(Point annotation listing)
>>>>>
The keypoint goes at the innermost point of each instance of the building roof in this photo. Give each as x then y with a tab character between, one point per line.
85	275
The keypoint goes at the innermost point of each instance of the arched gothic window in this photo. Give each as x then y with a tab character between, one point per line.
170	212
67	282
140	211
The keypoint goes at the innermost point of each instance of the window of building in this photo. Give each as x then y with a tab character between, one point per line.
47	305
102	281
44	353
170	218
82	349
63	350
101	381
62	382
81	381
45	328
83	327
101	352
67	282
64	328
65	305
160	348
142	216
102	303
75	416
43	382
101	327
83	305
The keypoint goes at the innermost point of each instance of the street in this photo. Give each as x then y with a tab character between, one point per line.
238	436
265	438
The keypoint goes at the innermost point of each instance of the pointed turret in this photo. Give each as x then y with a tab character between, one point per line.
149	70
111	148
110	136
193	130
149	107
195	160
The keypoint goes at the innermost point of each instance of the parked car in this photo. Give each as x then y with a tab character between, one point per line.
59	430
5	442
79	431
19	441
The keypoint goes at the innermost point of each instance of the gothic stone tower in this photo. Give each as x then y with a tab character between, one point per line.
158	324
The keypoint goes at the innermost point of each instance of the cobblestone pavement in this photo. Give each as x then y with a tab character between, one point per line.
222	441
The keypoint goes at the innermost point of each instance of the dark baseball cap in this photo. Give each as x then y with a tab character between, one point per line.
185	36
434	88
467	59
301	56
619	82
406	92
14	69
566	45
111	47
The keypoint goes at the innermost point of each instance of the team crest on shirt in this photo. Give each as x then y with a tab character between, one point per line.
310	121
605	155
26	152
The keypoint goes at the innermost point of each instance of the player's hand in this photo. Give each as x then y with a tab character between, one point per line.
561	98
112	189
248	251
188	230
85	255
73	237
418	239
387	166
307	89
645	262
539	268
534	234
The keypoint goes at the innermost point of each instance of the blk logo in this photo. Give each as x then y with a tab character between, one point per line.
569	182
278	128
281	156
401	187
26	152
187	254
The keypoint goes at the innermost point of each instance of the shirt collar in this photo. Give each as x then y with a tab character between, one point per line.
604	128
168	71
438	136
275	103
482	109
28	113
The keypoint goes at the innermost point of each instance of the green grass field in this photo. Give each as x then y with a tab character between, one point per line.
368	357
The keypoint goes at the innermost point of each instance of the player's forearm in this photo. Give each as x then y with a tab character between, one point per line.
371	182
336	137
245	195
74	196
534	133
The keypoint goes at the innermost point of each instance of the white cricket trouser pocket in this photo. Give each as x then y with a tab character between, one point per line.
<<<<<
TASK STATEMENT => Reproduce the full listing above verbatim, every line from first to last, with no changes.

RESPONSE TO THE TASK =>
The keypoint goes at the innermost point of each instance of the building roof in this photo. Give each as x then y with a tab character between, one point per line.
85	275
The keypoint goes at the innermost point of each instance of the arched gothic window in this photo. Give each as x then y with a tab character between, one point per line.
170	212
67	282
140	211
The keypoint goes at the innermost point of each instance of the window of building in this photo. Give each as x then y with a tab character between, one point per line.
47	305
102	281
44	353
170	218
82	349
63	350
101	381
62	382
81	381
45	328
83	327
101	352
67	282
64	328
65	305
160	348
142	216
102	303
75	416
43	382
101	327
83	305
The keypoint goes at the innermost point of each instance of the street in this photo. Give each as x then y with a tab character between, one point per line.
238	436
265	438
The keypoint goes at the innermost point of each instance of the pointed turret in this photo. Give each as x then y with a tab character between, one point per line.
149	70
111	148
110	136
193	130
149	107
195	160
The keypoint goes at the innermost point of each instance of the parked car in this photo. Give each as x then y with a tab character between, one point per line.
59	430
5	442
79	431
19	441
The keypoint goes at the innermost point of each instance of the gothic stone tower in this photo. Give each as x then y with a tab character between, one point per line.
158	324
The keypoint goes at the innermost point of each instance of the cobblestone pavement in this photo. Give each as x then y with a tab character between, one point per line.
222	441
The keypoint goes at the innermost point of each instance of the dark baseball cap in this photo. Give each as x then y with a tab character between, one point per line.
185	36
434	88
467	59
301	56
619	82
406	92
14	69
566	45
111	47
The keypoint goes at the innermost point of each instance of the team crest on shirt in this photo. Give each as x then y with a tab character between, one point per line.
310	121
605	155
26	152
The keypoint goes at the innermost point of each instance of the player's hand in this photo. Give each as x then y with a tab character between, one point per line.
561	98
112	189
248	251
188	230
85	255
73	237
418	239
387	166
307	89
645	262
539	268
534	234
The keypoint goes at the innermost point of each instance of the blk logo in this photo. Give each as x then y with a tab character between, one point per line.
569	182
278	128
281	156
401	187
26	152
187	254
The keypoint goes at the innermost point of each instance of the shirt collar in this photo. Give each as x then y with a tab character between, one point per line.
604	128
168	71
438	136
275	103
482	109
28	113
The keypoint goes at the innermost point of each instance of the green grass field in this photo. Give each as x then y with a tab character between, one point per line.
368	357
The keypoint goes at the innermost point of each instance of the player's forearm in this photo. Give each as x then y with a tab character between, one point per line.
371	182
336	137
245	195
74	196
534	133
The keypoint goes at the innermost point of each instance of the white cricket trouser pocket in this photo. Give each as x then y with a tab character between, one point per line.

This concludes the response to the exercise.